Excerpt from a data file
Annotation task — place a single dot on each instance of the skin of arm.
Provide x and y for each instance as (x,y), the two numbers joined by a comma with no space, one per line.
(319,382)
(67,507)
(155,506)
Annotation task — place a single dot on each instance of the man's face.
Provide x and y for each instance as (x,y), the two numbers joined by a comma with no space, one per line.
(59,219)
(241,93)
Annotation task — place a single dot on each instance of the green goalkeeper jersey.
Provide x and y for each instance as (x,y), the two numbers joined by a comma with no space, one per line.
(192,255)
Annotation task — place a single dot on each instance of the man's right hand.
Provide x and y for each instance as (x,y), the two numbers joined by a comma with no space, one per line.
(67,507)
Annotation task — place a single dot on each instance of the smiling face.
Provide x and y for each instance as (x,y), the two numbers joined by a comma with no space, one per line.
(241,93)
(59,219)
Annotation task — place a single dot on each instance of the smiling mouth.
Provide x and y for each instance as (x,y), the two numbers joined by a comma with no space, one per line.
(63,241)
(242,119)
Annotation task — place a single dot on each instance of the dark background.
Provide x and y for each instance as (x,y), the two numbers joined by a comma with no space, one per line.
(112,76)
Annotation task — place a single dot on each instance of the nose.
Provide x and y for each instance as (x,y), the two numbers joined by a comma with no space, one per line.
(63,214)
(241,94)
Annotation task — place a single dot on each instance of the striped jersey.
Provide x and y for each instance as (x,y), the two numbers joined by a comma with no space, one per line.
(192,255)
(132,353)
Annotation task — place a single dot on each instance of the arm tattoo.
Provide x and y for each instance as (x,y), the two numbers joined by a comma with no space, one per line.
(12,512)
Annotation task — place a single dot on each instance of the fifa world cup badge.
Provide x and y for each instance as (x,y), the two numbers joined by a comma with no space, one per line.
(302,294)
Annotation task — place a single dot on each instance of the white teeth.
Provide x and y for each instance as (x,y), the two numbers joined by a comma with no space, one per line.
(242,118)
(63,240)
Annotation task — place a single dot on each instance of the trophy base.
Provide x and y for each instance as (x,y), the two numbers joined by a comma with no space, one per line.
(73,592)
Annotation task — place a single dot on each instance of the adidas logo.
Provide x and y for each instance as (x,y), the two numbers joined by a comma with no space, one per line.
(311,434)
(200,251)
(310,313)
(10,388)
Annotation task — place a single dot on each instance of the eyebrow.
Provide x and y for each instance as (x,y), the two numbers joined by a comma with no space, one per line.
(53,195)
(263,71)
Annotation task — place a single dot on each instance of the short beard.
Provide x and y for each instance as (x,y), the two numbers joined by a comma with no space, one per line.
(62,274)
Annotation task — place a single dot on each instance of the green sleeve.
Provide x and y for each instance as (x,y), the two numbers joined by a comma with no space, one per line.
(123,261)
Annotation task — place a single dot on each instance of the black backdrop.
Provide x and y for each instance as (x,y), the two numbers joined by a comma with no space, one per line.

**Job**
Reproduce every line of the material above verbatim, from start to end.

**Full output**
Annotation task — place a single dot on each instance of the skin of arm.
Provide x and y for each instance as (x,y), the two numbers joined by a comma with no space, one per line.
(319,382)
(67,507)
(155,506)
Annotation task — place a single dot on each instance of the man's face.
Provide x and y for each instance as (x,y), the two numbers joined by a comma with no space, one per line.
(59,219)
(241,93)
Annotation task — place a single dot on each instance of the green goalkeeper jersey.
Provide x and y for each instance as (x,y), the two numbers joined by a comma with no space, one per line.
(192,255)
Annotation task — place a single dot on each instance of the man's right hand.
Provide x and y for each instance as (x,y), the two numbers joined by a comma with no space, one per line.
(67,507)
Annotation task — place a single dot on each instance of the smiling face.
Provide x and y for each instance as (x,y), the two numbers joined by a comma with no space, one per line.
(241,93)
(59,219)
Annotation task — place a single dot on each instance of the smiling mouth.
Provide x and y for each instance as (x,y), the two numbers joined by a comma with no space, one per line.
(63,241)
(242,119)
Annotation task — place a single dot on each instance of the dark background.
Provide x and y for each instance as (x,y), the two numbers joined by a comma with no space, one per line.
(112,76)
Annotation task — place a single dot on each instance of the nose.
Provide x and y for each instance as (x,y), the two numbers joined by a comma with no space, one per line.
(63,214)
(241,94)
Annotation task — place a single dot on each instance of the striped jersey.
Provide x and y for each instance as (x,y), the two numbers joined by a comma with no space, one per line.
(192,255)
(132,353)
Annotation task — place a single dot on each instance of the arm tattoo.
Provide x and y for each instance as (x,y), the two numbers joined by a comma with no space, one per line.
(12,512)
Annotation task — place a single dot on each instance of the fifa world cup badge.
Provide x and y for each instance as (x,y), the two numbers joined by a comma with no space, one per line.
(302,294)
Annotation task — place a single dot on each instance of the white teeth.
Provide x and y for each instance as (x,y), the two numbers joined by a comma with no space, one per line.
(242,118)
(63,240)
Annotation task — place a single dot on each instance of the trophy base.
Provide x and y for each instance as (x,y), the two numbers joined by a comma with no space, one per line.
(73,592)
Annotation task — place a single dot on each instance of the adidas logo.
Provide x and y for each instance as (x,y), the two numbers joined by a comma with no space, one per line.
(311,434)
(200,251)
(310,313)
(10,388)
Annotation task — place a single dot on each instance of the eyebrow.
Provide x and y for each instance as (x,y), the two numbers joined by a comma with no space, one per line.
(53,195)
(263,71)
Annotation task — place a single dot on each instance of the short beard.
Provide x and y for each instance as (x,y), the two numbers joined by a comma with no space, one per line.
(62,274)
Annotation task — place a single dot on each instance of the green sleeve.
Provide x and y for each instance as (x,y), the two numbers joined by a comma with no space, one per line.
(123,261)
Annotation task — place a single dot on each instance of the black backdrop.
Provide x and y for each instance as (x,y), the two numbers joined by a comma with no space, one per line.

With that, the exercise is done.